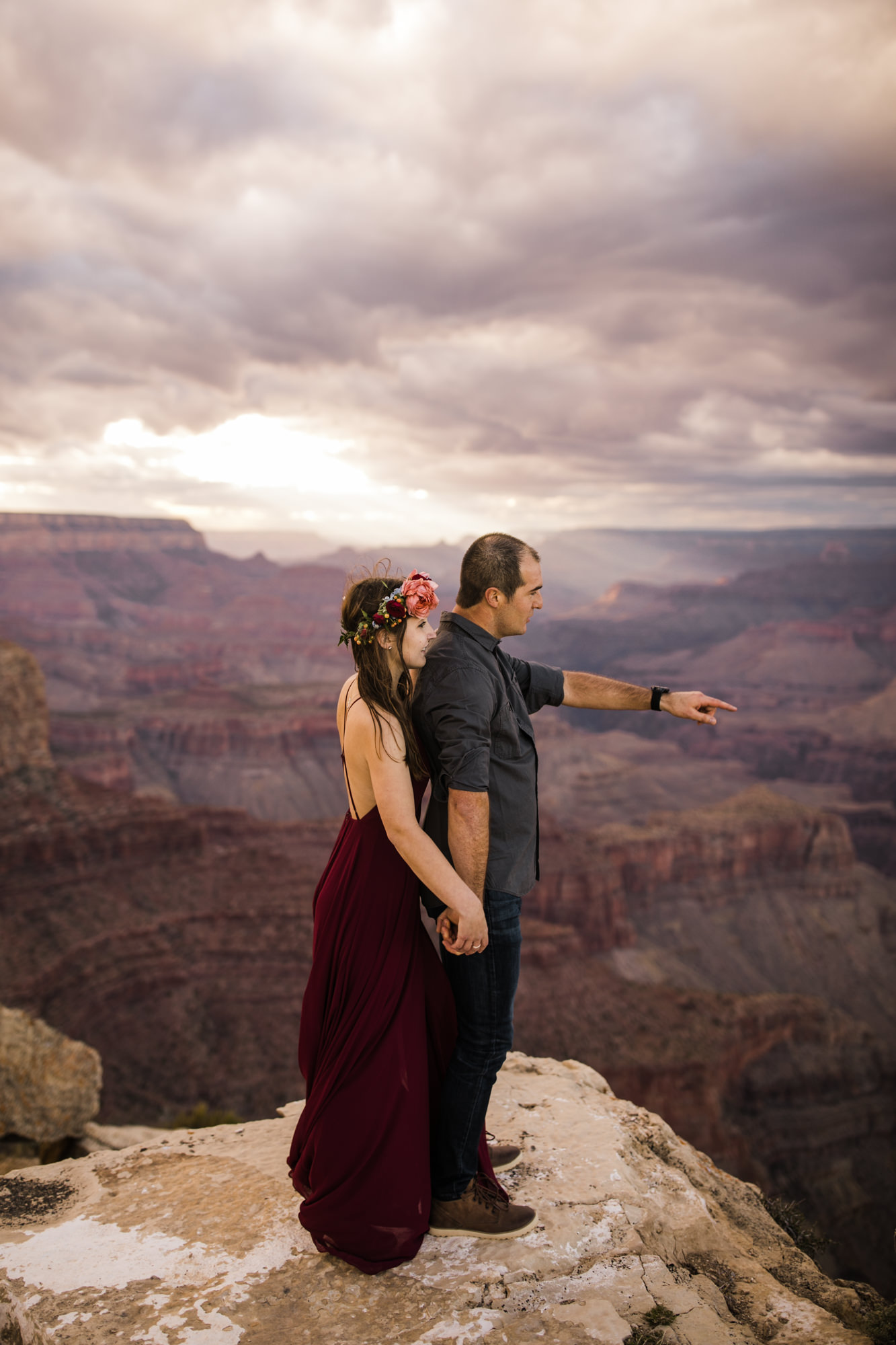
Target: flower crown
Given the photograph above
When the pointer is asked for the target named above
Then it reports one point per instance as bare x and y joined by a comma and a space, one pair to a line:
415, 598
* * *
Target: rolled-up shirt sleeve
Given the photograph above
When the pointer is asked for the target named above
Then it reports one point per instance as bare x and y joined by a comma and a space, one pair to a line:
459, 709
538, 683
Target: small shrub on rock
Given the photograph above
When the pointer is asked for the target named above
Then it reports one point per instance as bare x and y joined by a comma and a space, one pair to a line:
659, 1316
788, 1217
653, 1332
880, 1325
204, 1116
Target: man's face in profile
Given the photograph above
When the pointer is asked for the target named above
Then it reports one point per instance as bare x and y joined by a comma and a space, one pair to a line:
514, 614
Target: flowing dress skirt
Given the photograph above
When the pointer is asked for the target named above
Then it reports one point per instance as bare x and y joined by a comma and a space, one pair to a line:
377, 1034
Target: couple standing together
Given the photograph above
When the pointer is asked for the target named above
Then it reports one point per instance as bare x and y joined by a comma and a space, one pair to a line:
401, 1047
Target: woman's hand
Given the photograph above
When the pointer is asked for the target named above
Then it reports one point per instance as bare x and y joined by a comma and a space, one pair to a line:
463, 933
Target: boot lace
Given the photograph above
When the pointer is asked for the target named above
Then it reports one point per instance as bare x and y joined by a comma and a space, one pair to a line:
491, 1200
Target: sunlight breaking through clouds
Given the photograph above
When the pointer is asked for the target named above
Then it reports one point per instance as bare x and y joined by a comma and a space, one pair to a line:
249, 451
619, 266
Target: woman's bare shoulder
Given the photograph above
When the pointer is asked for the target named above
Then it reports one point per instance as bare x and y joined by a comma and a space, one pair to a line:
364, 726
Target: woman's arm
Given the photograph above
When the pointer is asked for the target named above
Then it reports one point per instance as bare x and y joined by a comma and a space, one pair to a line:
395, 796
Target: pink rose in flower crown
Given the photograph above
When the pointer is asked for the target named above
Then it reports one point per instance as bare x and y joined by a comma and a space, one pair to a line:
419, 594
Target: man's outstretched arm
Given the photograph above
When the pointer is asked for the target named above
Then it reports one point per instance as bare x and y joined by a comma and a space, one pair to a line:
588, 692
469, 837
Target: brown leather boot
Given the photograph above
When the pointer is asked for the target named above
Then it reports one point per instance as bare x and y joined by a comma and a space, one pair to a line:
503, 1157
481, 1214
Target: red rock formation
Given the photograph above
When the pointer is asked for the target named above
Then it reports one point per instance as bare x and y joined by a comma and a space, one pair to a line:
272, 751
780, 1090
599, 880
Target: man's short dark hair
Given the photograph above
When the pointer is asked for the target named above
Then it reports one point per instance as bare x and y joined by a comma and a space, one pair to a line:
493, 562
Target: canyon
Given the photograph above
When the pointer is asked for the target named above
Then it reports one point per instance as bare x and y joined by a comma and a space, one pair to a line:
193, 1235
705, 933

-- Task objective --
In the entries above, find each line with the word "crown" and copy it.

-- Task output --
Target: flower crown
Target: pink rose in flower crown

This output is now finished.